REQUIREMENTS: Locate every line below that contains the word "cross" and copy each of those lines in full.

RECORDS PROVIDED:
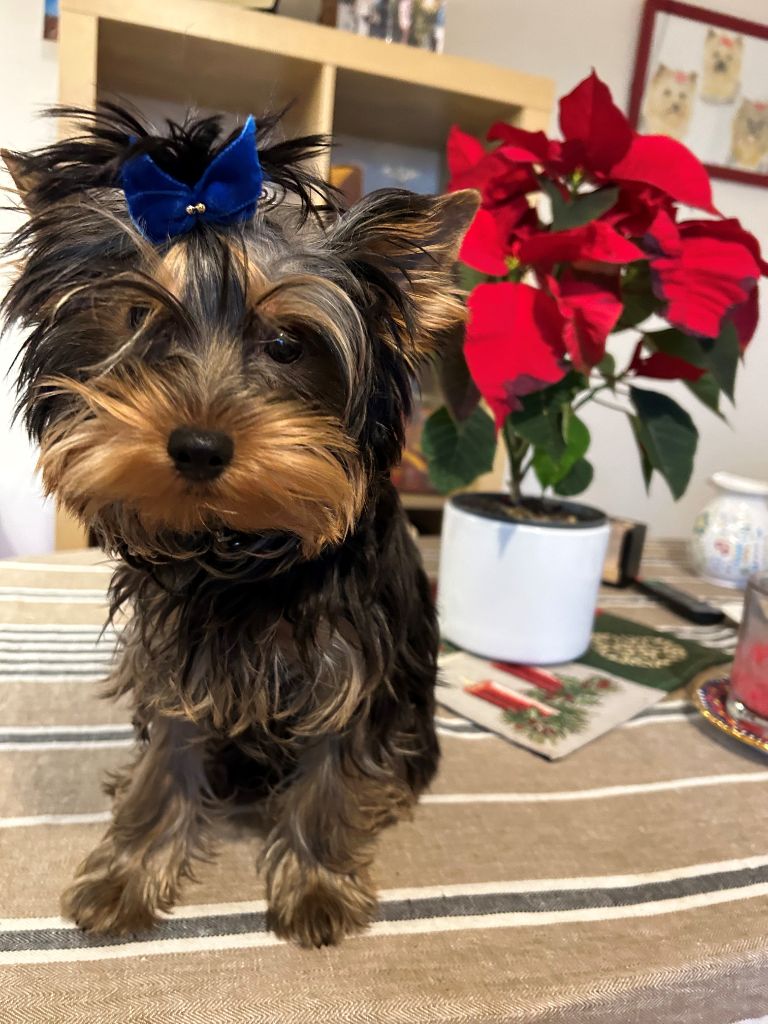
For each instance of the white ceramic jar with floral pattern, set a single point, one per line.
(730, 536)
---
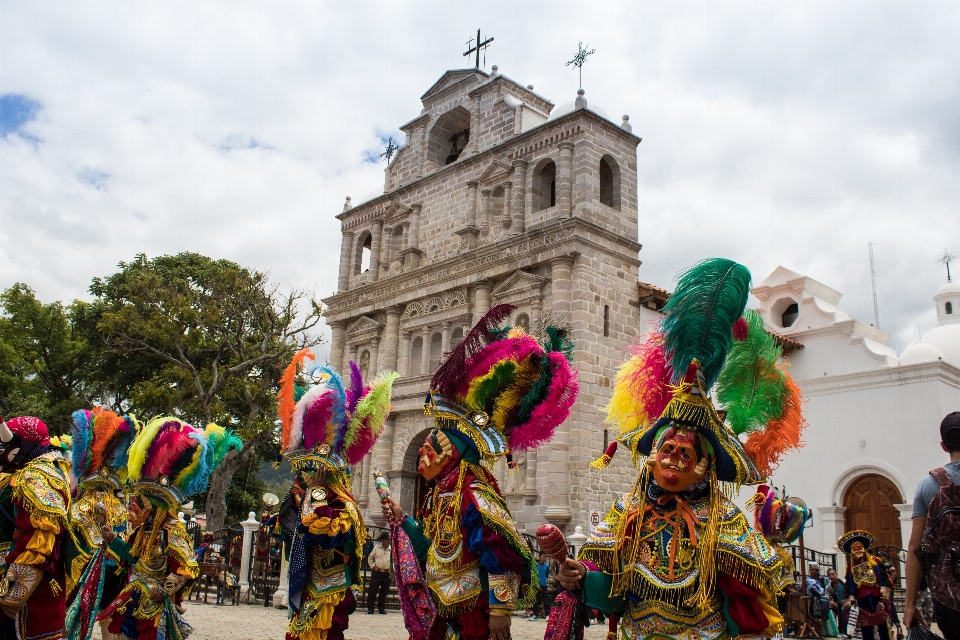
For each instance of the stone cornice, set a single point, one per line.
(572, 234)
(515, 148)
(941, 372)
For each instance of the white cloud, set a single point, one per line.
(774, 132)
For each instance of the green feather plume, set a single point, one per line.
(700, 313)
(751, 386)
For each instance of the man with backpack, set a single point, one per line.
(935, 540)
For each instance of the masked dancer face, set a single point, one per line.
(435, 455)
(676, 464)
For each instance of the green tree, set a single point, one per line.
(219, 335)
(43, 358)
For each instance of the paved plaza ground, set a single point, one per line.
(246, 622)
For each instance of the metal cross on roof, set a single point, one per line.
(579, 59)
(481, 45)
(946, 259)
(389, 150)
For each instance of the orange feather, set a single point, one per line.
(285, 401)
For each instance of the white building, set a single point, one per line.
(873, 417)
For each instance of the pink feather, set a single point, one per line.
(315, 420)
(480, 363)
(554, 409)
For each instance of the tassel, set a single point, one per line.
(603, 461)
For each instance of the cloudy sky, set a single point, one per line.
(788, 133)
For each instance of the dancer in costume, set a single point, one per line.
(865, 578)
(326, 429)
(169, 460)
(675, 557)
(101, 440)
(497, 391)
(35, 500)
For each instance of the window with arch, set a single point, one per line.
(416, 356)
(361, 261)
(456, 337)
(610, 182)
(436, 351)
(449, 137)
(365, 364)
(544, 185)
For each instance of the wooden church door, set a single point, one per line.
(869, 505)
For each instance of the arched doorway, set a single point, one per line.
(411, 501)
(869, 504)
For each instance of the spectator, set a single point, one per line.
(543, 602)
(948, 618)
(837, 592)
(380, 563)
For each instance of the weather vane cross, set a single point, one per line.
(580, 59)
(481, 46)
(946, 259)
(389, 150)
---
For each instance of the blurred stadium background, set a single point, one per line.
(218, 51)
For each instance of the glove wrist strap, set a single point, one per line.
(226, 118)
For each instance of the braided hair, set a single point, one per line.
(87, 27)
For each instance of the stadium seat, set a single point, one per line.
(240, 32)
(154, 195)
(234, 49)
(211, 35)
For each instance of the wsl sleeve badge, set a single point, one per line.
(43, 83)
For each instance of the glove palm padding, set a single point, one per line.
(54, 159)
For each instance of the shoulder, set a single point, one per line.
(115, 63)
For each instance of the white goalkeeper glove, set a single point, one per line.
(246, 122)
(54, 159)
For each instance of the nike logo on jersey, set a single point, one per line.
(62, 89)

THE REPLY:
For each instance of the metal cross on roof, set a single point, one per line.
For each instance of the weather vane cross, set a single point, one per line.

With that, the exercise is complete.